((

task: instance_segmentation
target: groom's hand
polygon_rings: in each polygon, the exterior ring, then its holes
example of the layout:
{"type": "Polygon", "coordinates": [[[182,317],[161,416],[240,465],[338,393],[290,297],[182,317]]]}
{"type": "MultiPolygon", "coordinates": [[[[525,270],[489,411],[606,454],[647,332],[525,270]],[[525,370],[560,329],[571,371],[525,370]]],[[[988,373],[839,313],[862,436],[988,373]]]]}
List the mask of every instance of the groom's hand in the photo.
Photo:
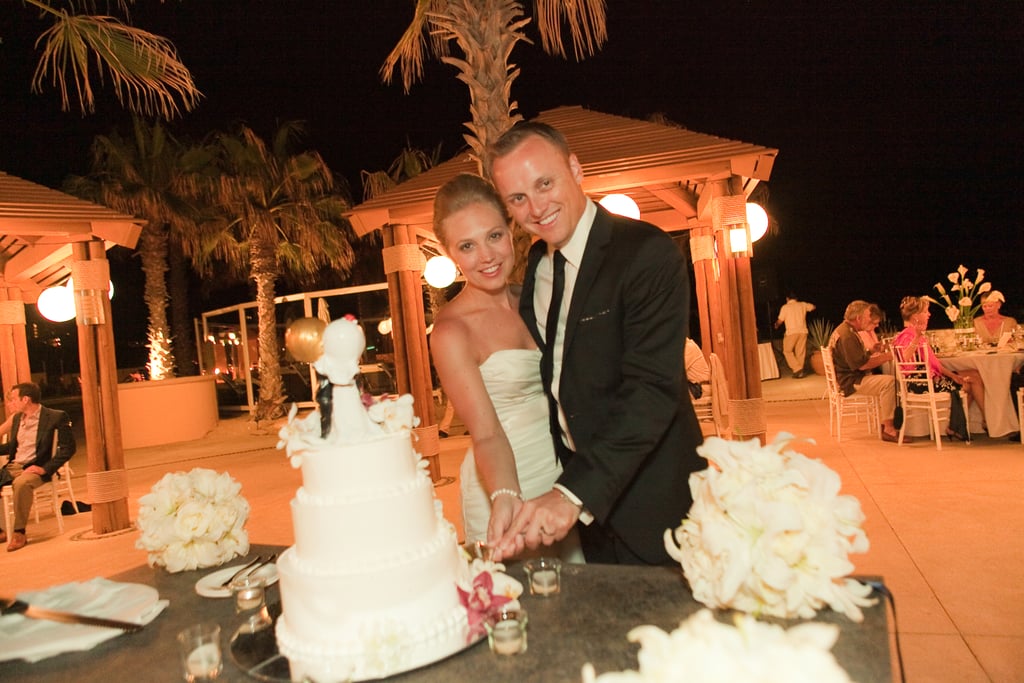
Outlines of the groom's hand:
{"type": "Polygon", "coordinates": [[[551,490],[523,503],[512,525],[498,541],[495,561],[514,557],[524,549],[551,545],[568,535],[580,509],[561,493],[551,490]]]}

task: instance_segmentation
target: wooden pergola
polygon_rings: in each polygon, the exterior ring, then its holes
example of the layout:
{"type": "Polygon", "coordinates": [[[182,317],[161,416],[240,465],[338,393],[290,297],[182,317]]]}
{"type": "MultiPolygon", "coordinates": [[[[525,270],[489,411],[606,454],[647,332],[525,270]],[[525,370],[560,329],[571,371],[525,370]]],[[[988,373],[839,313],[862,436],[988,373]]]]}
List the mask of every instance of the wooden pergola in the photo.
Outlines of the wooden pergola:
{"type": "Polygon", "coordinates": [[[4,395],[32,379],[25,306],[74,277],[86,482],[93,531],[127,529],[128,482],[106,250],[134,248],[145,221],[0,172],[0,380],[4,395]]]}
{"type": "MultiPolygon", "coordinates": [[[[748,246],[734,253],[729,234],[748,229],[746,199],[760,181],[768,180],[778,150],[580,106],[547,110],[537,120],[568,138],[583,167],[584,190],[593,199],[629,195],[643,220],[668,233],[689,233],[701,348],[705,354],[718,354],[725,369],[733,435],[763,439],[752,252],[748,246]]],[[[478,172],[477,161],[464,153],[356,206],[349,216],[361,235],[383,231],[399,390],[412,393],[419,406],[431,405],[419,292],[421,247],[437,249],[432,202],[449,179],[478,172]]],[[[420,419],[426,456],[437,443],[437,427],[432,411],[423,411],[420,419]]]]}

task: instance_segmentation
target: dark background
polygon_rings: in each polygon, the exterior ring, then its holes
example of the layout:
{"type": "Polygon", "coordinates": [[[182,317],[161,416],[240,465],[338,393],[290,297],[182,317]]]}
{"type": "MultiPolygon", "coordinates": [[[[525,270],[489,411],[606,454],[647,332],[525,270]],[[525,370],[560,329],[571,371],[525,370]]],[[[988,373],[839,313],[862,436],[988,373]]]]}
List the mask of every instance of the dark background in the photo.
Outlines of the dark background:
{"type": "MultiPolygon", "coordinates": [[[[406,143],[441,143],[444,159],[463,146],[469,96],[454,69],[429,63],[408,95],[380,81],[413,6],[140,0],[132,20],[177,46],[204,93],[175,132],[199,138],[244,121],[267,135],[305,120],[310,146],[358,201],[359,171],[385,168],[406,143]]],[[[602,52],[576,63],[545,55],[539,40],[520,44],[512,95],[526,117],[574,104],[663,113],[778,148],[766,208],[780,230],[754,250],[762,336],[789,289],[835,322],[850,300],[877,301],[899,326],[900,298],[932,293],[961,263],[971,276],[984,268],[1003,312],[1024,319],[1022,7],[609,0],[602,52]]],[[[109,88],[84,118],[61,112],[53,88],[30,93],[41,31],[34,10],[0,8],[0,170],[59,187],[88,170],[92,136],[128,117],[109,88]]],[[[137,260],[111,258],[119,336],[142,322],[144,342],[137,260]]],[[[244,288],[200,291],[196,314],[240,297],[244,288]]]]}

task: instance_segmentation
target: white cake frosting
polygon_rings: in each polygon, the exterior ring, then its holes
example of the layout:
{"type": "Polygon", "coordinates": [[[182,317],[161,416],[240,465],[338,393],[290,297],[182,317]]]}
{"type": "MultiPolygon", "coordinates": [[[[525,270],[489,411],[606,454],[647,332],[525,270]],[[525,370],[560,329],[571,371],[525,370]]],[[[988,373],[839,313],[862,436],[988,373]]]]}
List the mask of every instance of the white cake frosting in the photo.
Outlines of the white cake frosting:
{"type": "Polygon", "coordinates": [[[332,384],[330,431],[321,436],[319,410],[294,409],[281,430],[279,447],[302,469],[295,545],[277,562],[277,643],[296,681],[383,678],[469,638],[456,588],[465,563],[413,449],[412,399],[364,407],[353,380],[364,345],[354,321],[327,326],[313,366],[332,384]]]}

))

What needs to be done: The data above needs to be retyped exactly, with the images left out.

Response below:
task: instance_segmentation
target: groom's hand
polygon_rings: in each polygon, the exterior ring, then its holes
example of the layout:
{"type": "Polygon", "coordinates": [[[182,317],[161,416],[240,465],[338,393],[290,297],[182,317]]]}
{"type": "MultiPolygon", "coordinates": [[[[525,270],[489,411],[606,454],[647,332],[525,270]],[[525,370],[560,329],[571,371],[525,370]]],[[[988,373],[839,313],[862,436],[988,373]]]]}
List the mask of every instance of the groom's hand in the photo.
Photo:
Outlines of the groom's hand:
{"type": "Polygon", "coordinates": [[[551,490],[523,503],[512,525],[498,541],[495,561],[514,557],[524,549],[551,545],[568,535],[580,509],[561,493],[551,490]]]}

task: instance_segmentation
target: wooden pergola
polygon_rings: in each polygon, the exterior ring, then its holes
example of the layout:
{"type": "Polygon", "coordinates": [[[182,317],[161,416],[240,465],[338,393],[290,297],[182,317]]]}
{"type": "MultiPolygon", "coordinates": [[[[525,270],[489,411],[606,454],[647,332],[525,270]],[[525,370],[560,329],[571,371],[525,370]]],[[[988,373],[839,313],[862,436],[988,373]]]]}
List the mask of every instance of the wooden pergola in the photo.
Outlines of the wooden pergola:
{"type": "Polygon", "coordinates": [[[4,395],[32,379],[25,306],[74,277],[86,482],[93,531],[127,529],[128,482],[106,250],[134,248],[145,221],[0,172],[0,380],[4,395]]]}
{"type": "MultiPolygon", "coordinates": [[[[748,246],[734,253],[729,234],[748,229],[746,199],[760,181],[768,180],[778,150],[580,106],[547,110],[537,120],[568,138],[583,167],[584,190],[593,199],[629,195],[643,220],[668,233],[689,233],[701,348],[705,354],[718,354],[725,369],[733,435],[763,439],[752,252],[748,246]]],[[[478,172],[477,161],[464,153],[356,206],[349,216],[361,235],[383,231],[399,390],[412,393],[419,406],[431,405],[419,292],[421,247],[437,249],[432,202],[449,179],[478,172]]],[[[420,419],[426,456],[437,443],[437,427],[432,411],[423,411],[420,419]]]]}

task: instance_segmentation
target: dark background
polygon_rings: in each polygon, the exterior ring, then its holes
example of the layout:
{"type": "Polygon", "coordinates": [[[182,317],[161,416],[240,465],[338,393],[290,297],[182,317]]]}
{"type": "MultiPolygon", "coordinates": [[[[525,270],[489,411],[606,454],[647,332],[525,270]],[[525,370],[560,329],[571,371],[525,370]]],[[[988,373],[839,313],[862,436],[988,373]]]]}
List the mask of every instance of the dark background in the photo.
Outlines of the dark background:
{"type": "MultiPolygon", "coordinates": [[[[406,143],[441,143],[444,159],[463,146],[469,96],[454,69],[429,63],[408,95],[380,81],[413,6],[140,0],[132,20],[177,46],[204,93],[175,132],[199,138],[244,121],[267,135],[305,120],[310,146],[358,201],[359,171],[385,168],[406,143]]],[[[602,52],[576,63],[545,55],[539,40],[520,44],[512,95],[526,117],[574,104],[663,113],[778,148],[766,208],[780,230],[754,250],[762,336],[789,289],[835,322],[850,300],[877,301],[899,326],[900,298],[932,293],[961,263],[971,276],[984,268],[1003,312],[1024,319],[1022,7],[609,0],[602,52]]],[[[109,88],[84,118],[61,112],[53,88],[30,93],[41,31],[34,10],[0,8],[0,170],[59,187],[88,170],[92,136],[128,117],[109,88]]],[[[137,260],[111,258],[119,336],[142,322],[144,342],[137,260]]],[[[244,288],[200,291],[196,314],[240,297],[244,288]]]]}

task: instance_segmentation
target: white cake frosting
polygon_rings: in each polygon, the exterior ring, then its holes
example of the layout:
{"type": "Polygon", "coordinates": [[[182,317],[161,416],[240,465],[338,393],[290,297],[182,317]]]}
{"type": "MultiPolygon", "coordinates": [[[[525,270],[489,411],[606,454],[647,332],[525,270]],[[525,370],[560,329],[571,371],[525,370]]],[[[988,373],[839,313],[862,436],[988,373]]]]}
List the mask of every instance of the white cake frosting in the photo.
Outlines of the white cake frosting:
{"type": "Polygon", "coordinates": [[[332,384],[330,431],[321,436],[319,410],[294,409],[281,430],[279,447],[302,469],[295,545],[277,562],[277,643],[296,681],[383,678],[469,638],[456,588],[465,563],[413,449],[412,399],[364,407],[353,380],[364,345],[354,321],[327,326],[313,366],[332,384]]]}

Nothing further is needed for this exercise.